> Excerpt:
——

Center for Technology in Government is a research institution in University at Albany in Albany, New York, that focuses on the development of innovative solutions to help government provide better public services through technology. Through applied research and partnerships (e.g. with the Major Cities of Europe IT Users Group), projects are undertaken that address the policy, management, and technology dimensions of information use in the public sector.

Mission 
The Center for Technology in Government works with government to develop information strategies that foster innovation and enhance the quality and coordination of public services. 
We carry out this mission through applied research and partnership projects that address the policy, management, and technology dimensions of information use in the public sector. 
The results generated by each project add to a growing knowledge base designed to support the work of both government professionals and academic researchers. Our guides, reports, and tools are freely available on the Center's Publications page.

Research Area 
CTG's research areas include information sharing between government organizations. Researchers at CTG have conducted major studies on this topic about which little theoretical research has been conducted outside of Geographic Information System (GIS) area (Rocheleau, 2006, p. 310). Examples include their studies on knowledge networks in public sector (Dawes, Cresswell, & Pardo, 2009) and the framework for information sharing between state and local governments (Dawes et al., 1997).

——

> Source data:
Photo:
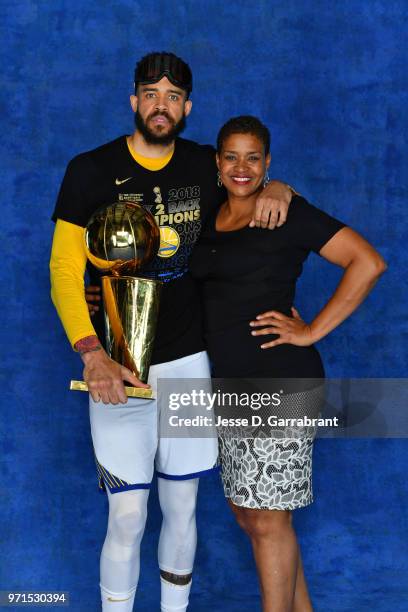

——

> Stated task 1: In the Center for Technology in Government text, copy the passage from "Center for Technology in Government is" up to and including "of public services.".
> Stated task 2: Based on the Center for Technology in Government text, explain in one to three sentences what the center's information strategies with government are meant to achieve.
> Stated task 3: Rewrite the paragraph in the Center for Technology in Government text that begins "The results generated by each project" as a short list, keeping its main facts.

> Worked answer 1:
Center for Technology in Government is a research institution in University at Albany in Albany, New York, that focuses on the development of innovative solutions to help government provide better public services through technology. Through applied research and partnerships (e.g. with the Major Cities of Europe IT Users Group), projects are undertaken that address the policy, management, and technology dimensions of information use in the public sector.

Mission 
The Center for Technology in Government works with government to develop information strategies that foster innovation and enhance the quality and coordination of public services.

> Worked answer 2: The center develops these strategies to foster innovation and to improve the quality and coordination of public services.

> Worked answer 3:
- Each project's results add to a growing knowledge base.
- The knowledge base supports government professionals and academic researchers.
- The center's guides, reports, and tools are free on its Publications page.